Il tribunale ha ordinato all’azienda di revocare ‘tutti i recessi’ comunicati ai rider e di avviare con le organizzazioni sindacali promotrici del ricorso, NIdiL Cgil, Filcams Cgil e Filt Cgil di Milano, le procedure di confronto in materia di delocalizzazione e licenziamento collettivo ex lege 234/2021 ed ex lege 223/91, di comunicare a tutti i circa 4mila rider il provvedimento e di pubblicarlo sul proprio sito aziendale, sulle pagine Facebook e Instagram e sui principali quotidiani nazionali.
Le tre sigle sindacali si dichiarano totalmente soddisfatte per lo straordinario risultato, in quanto "sono state totalmente accolte le rivendicazioni" da loro avanzate con fermezza durante il confronto con la multinazionale. Dalla Cgil nazionale, Nicola Marongiu, coordinatore dell’Area Contrattazione, spiega i motivi della straordinaria importanza di questa sentenza che sono principalmente due.

▶ _Obiettivi_:
a: Riassumi in due frasi il brano sulla sentenza per i rider.
b: Rispondi in breve a queste domande sul brano relativo alla sentenza per i rider:
(i) A quanti rider circa l'azienda deve comunicare il provvedimento?
(ii) Su quali pagine social l'azienda deve pubblicarlo?
(iii) Che ruolo ricopre Nicola Marongiu nella Cgil nazionale?
c: Prosegui il brano sulla sentenza per i rider a partire dalla sua ultima frase.

Voci di dati

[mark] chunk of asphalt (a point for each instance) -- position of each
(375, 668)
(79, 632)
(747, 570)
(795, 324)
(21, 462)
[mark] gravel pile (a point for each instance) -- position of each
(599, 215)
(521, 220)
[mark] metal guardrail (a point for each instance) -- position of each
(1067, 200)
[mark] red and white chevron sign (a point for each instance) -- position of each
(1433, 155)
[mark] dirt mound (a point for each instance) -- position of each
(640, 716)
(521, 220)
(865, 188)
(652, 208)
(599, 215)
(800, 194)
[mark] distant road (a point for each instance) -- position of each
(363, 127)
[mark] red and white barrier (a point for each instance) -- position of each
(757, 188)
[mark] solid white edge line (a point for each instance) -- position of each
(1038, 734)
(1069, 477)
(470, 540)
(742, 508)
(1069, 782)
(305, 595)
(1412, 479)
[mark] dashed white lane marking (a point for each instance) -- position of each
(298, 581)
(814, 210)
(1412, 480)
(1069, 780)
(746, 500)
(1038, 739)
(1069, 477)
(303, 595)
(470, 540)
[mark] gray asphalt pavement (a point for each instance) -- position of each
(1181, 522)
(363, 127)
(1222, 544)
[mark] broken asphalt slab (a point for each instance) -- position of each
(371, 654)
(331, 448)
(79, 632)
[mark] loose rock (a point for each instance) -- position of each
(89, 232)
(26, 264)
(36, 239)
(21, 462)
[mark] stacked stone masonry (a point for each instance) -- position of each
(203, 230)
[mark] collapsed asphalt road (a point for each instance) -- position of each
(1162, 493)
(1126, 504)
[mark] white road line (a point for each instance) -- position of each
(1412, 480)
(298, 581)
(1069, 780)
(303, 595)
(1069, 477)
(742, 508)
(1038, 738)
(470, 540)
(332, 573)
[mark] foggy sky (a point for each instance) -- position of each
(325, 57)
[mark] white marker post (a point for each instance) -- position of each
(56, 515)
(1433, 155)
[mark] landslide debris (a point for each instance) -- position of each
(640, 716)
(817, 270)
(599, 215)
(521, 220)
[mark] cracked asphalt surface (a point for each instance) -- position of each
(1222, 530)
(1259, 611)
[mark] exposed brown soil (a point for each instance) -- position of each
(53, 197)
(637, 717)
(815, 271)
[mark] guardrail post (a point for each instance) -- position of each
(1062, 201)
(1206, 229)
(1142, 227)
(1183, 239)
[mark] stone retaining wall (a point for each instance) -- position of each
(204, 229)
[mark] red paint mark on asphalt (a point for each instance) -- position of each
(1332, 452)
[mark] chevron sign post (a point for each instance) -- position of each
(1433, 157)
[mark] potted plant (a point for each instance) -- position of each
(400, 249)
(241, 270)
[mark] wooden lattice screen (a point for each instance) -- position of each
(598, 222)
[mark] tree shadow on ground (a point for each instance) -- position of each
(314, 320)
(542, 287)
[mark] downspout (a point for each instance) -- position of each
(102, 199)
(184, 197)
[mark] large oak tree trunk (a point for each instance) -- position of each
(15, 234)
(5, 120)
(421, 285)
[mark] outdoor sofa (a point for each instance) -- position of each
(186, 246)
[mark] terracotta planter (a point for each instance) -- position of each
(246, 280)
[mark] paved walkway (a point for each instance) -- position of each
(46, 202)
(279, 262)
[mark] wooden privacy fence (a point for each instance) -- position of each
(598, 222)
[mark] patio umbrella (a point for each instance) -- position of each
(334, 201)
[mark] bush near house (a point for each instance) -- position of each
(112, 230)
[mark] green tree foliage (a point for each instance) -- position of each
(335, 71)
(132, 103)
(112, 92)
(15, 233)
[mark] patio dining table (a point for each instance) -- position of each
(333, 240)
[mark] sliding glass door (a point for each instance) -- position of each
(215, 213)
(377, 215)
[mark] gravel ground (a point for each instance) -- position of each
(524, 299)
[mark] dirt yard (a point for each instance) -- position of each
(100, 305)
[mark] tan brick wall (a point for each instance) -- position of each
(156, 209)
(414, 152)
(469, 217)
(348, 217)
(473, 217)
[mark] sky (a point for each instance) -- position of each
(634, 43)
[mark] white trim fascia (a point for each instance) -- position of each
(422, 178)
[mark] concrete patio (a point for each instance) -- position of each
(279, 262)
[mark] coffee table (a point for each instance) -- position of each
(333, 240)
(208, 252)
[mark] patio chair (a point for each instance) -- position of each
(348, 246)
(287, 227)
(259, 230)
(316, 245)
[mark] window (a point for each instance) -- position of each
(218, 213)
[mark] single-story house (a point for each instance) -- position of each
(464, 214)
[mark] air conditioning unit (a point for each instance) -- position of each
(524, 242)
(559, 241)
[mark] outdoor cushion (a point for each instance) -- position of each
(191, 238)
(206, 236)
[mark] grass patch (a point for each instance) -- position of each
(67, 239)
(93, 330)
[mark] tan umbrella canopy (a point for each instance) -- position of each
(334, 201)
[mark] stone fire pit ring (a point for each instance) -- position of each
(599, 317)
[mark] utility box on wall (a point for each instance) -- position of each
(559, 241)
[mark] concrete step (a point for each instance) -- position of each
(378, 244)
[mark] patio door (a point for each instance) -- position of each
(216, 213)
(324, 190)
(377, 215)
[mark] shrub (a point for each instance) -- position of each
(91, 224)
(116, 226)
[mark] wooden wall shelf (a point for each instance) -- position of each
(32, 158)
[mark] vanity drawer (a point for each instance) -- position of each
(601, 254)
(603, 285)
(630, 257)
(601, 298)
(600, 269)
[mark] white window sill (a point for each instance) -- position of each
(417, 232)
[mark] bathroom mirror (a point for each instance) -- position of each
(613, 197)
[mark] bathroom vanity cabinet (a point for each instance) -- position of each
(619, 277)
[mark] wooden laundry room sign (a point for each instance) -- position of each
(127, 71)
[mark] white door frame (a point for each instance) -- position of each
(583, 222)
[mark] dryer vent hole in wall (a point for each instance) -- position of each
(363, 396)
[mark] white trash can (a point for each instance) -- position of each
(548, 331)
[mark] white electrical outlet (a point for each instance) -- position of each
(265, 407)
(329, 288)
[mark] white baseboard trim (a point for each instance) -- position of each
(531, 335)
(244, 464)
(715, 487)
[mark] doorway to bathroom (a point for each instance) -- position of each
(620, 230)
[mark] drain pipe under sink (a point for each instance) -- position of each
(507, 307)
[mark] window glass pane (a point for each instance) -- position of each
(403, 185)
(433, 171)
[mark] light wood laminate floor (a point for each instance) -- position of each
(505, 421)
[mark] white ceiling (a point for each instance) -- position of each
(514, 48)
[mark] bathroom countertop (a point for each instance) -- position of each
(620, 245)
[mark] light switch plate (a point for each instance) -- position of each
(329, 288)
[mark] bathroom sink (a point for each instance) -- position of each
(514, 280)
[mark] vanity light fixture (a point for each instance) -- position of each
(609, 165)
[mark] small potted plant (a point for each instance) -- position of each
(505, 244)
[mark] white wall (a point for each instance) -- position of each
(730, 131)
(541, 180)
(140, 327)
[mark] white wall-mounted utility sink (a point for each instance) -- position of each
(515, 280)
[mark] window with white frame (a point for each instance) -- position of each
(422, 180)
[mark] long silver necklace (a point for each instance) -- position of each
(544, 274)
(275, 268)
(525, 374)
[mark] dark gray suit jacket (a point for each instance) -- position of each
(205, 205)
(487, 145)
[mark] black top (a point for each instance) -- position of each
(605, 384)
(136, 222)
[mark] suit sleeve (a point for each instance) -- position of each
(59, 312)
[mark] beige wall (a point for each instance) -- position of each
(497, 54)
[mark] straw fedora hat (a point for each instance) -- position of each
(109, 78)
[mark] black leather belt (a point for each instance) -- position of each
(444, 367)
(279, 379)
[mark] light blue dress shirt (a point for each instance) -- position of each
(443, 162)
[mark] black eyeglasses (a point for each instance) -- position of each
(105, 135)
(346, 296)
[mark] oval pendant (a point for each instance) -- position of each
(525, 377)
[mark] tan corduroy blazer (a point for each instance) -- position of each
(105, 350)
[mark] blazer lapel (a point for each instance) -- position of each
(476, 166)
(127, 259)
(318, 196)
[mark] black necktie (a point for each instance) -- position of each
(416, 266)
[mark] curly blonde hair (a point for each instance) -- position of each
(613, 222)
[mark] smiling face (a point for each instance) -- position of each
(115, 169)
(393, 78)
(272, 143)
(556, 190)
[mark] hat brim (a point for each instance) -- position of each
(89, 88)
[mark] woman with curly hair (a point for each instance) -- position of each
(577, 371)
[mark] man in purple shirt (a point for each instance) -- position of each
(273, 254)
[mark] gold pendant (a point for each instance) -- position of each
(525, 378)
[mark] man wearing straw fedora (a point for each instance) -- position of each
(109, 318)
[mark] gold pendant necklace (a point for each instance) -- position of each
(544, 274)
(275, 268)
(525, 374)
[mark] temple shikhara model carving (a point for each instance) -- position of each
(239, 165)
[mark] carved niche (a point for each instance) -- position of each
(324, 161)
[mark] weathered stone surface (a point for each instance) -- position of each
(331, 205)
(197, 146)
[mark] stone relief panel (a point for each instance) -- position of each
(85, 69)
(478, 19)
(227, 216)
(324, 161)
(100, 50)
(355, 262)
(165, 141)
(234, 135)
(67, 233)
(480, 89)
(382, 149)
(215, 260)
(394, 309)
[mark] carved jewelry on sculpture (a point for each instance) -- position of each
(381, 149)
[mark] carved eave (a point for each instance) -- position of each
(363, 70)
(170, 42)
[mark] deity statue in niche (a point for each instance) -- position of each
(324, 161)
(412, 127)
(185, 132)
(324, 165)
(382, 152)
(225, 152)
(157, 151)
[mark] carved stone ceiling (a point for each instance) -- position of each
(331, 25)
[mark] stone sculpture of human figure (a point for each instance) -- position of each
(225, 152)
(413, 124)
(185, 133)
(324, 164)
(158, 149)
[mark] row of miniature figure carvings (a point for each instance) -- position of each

▶ _Risposte_:
a: Il tribunale ha ordinato all'azienda di revocare tutti i recessi comunicati ai rider e di avviare con NIdiL Cgil, Filcams Cgil e Filt Cgil di Milano le procedure di confronto su delocalizzazione e licenziamento collettivo. Ha inoltre imposto di comunicare il provvedimento ai circa 4mila rider e di pubblicarlo sul sito aziendale, sui social e sui principali quotidiani nazionali, mentre le tre sigle sindacali si dichiarano totalmente soddisfatte perché le loro rivendicazioni sono state totalmente accolte.

b:
(i) A circa 4mila rider.
(ii) Sulle pagine Facebook e Instagram.
(iii) È coordinatore dell'Area Contrattazione.

c:
“Il primo - afferma Marongiu - consiste nel fatto che nessuna azienda può sottrarsi in Italia alla norma del 2021 sulle delocalizzazioni, quindi, quando le imprese cessano integralmente le attività sul territorio nazionale, sono obbligate a darne informativa preventiva alle organizzazioni sindacali nei 180 giorni precedenti. Il punto è fondamentale perché, nell’ottica di prevenire le crisi occupazionali che si determinano con i processi di delocalizzazione, nessuna impresa può sottrarsi a questa previsione”.
Il secondo punto riguarda l’affermazione secondo la quale “a prescindere dalla qualificazione del rapporto di lavoro (la sentenza riconosce il carattere subordinato ma vale anche per gli eterorganizzati) vanno attivate le procedure sui licenziamenti collettivi, mentre Uber lo ha fatto solamente per i 49 dipendenti diretti e non per gli oltre 8000 rider che con l’azienda hanno lavorato”.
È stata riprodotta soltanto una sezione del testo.